PROBLEM >> When a line below contains the word "mountain", copy that line.
--- SUPPLIED DATA Enclosed Below ---
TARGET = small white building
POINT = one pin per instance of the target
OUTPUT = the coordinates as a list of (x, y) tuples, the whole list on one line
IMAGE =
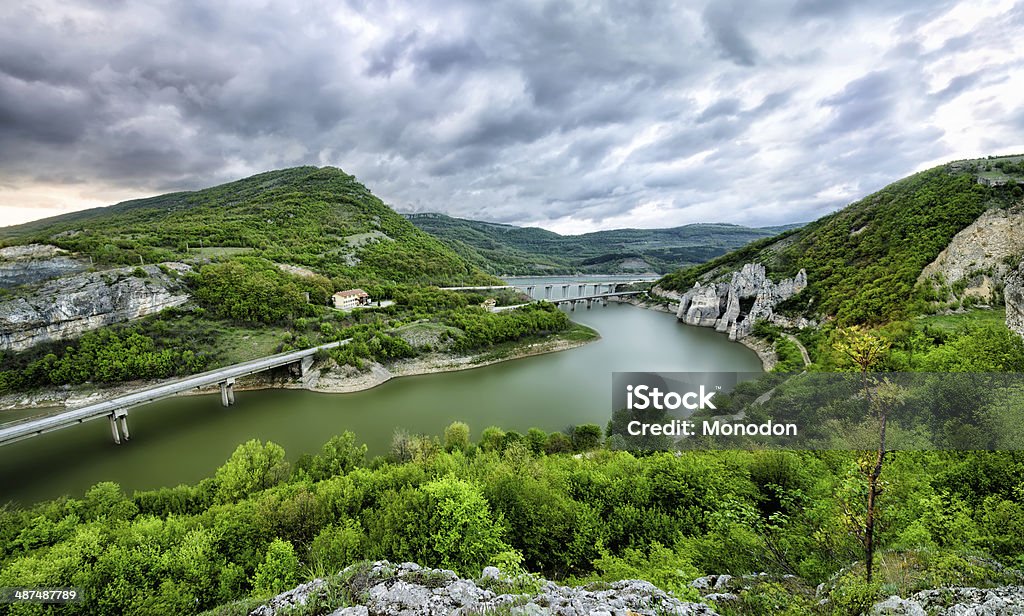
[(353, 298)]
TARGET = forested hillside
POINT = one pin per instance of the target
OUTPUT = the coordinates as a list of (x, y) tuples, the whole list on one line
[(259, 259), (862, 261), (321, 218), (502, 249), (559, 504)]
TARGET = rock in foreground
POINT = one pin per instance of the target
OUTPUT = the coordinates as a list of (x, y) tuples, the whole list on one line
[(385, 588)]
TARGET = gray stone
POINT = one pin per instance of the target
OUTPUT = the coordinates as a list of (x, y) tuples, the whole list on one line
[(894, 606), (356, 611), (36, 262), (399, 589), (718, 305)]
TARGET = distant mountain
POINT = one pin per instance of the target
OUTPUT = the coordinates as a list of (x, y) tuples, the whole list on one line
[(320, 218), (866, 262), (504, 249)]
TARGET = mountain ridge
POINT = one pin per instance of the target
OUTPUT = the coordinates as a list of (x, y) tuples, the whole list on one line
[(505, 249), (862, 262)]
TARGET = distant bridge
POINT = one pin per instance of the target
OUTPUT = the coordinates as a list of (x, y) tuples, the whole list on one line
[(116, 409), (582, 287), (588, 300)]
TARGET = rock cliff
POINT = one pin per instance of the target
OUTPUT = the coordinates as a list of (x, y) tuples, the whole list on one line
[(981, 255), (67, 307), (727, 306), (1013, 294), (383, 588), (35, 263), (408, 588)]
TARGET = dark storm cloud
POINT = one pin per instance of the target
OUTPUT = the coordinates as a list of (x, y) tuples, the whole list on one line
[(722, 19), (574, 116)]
--- End of Enclosed SUPPLIED DATA ---
--- SUPPLIED DATA Enclosed Below ---
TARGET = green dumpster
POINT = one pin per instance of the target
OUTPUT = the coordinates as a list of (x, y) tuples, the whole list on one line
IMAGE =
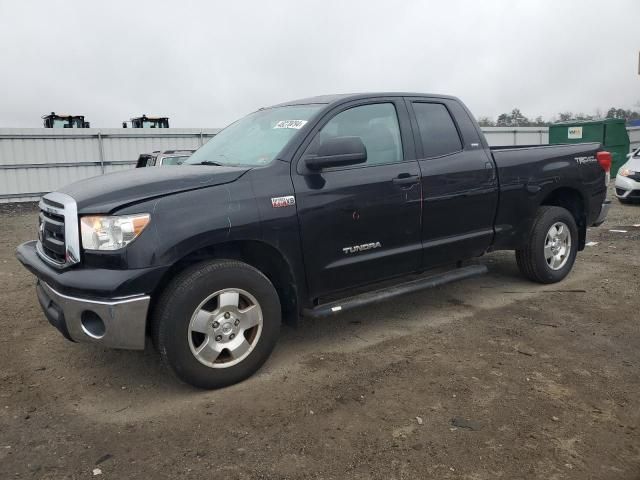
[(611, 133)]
--- End of Enclosed SUPPLIED DATA ---
WRITTEN ANSWER >>
TARGET = distant mountain
TARGET = mountain ridge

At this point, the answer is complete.